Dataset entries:
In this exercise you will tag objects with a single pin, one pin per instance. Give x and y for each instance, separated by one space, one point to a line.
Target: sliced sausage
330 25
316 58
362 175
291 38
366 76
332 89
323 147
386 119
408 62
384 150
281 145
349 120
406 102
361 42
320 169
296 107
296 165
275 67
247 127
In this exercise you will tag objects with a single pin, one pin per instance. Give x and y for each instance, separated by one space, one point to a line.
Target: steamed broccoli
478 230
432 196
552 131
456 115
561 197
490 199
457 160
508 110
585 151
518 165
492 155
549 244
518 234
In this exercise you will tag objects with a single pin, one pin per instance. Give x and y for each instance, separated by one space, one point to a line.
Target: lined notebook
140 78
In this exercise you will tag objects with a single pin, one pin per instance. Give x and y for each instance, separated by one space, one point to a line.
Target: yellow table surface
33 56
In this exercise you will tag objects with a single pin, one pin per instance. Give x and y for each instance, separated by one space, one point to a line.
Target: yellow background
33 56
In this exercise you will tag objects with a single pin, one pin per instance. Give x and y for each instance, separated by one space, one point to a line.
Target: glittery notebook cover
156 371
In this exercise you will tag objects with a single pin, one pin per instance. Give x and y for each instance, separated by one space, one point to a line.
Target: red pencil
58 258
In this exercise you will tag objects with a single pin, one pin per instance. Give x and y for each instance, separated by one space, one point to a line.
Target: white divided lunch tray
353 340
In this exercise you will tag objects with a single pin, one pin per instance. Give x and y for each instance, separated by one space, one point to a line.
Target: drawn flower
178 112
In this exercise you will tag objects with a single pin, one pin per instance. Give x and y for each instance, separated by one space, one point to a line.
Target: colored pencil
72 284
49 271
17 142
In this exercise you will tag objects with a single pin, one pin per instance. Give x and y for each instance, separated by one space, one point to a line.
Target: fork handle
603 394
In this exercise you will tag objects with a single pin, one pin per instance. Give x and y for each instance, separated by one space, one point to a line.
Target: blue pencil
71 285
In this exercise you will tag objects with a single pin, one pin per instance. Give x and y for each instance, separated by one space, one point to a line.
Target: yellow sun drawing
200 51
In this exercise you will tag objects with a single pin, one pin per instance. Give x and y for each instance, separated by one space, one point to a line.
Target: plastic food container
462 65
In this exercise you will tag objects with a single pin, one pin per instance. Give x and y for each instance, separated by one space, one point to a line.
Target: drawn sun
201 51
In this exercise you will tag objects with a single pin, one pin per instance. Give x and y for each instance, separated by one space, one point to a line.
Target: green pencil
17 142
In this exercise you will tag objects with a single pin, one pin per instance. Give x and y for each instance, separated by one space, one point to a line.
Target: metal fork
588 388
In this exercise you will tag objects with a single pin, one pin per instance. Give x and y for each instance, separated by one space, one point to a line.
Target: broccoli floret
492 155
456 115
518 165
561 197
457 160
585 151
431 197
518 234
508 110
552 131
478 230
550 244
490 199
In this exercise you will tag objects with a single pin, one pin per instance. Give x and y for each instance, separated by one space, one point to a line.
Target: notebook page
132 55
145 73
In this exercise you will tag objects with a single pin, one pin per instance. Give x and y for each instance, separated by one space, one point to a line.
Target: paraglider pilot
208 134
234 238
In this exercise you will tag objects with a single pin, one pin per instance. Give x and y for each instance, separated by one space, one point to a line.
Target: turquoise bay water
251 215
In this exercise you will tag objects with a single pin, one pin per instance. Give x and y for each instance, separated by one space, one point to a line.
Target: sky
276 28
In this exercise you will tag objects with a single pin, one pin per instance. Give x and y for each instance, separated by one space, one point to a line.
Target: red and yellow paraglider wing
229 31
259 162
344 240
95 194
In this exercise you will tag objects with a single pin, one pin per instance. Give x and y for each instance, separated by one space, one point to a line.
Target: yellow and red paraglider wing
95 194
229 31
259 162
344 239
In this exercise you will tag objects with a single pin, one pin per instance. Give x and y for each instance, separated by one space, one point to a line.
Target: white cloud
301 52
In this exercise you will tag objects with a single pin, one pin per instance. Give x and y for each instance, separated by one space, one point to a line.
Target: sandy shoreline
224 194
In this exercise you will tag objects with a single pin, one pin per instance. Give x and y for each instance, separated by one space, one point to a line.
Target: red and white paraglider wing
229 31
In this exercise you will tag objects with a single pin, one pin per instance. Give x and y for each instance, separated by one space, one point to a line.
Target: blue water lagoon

* What to do
What do the lines from the one with "Target: white cloud" through the last line of the entries say? Print them word for word, both ends included, and nothing else.

* Exercise result
Target: white cloud
301 52
In this exercise you will tag objects with a single pin, one pin per instance. Give x and y for each instance, separated by one space, one point to a line.
Target: sandy shoreline
224 194
In this exercise you will tag objects with a single pin, one pin per instance. Give x and y for each instance, separated by one space, one point to a line.
Target: red and white paraglider wing
229 31
In this exercise you will tag objects with a single pin, one pin per instance. Give x and y for each instance, separated by one space, one point to a line.
Target: blue water lagoon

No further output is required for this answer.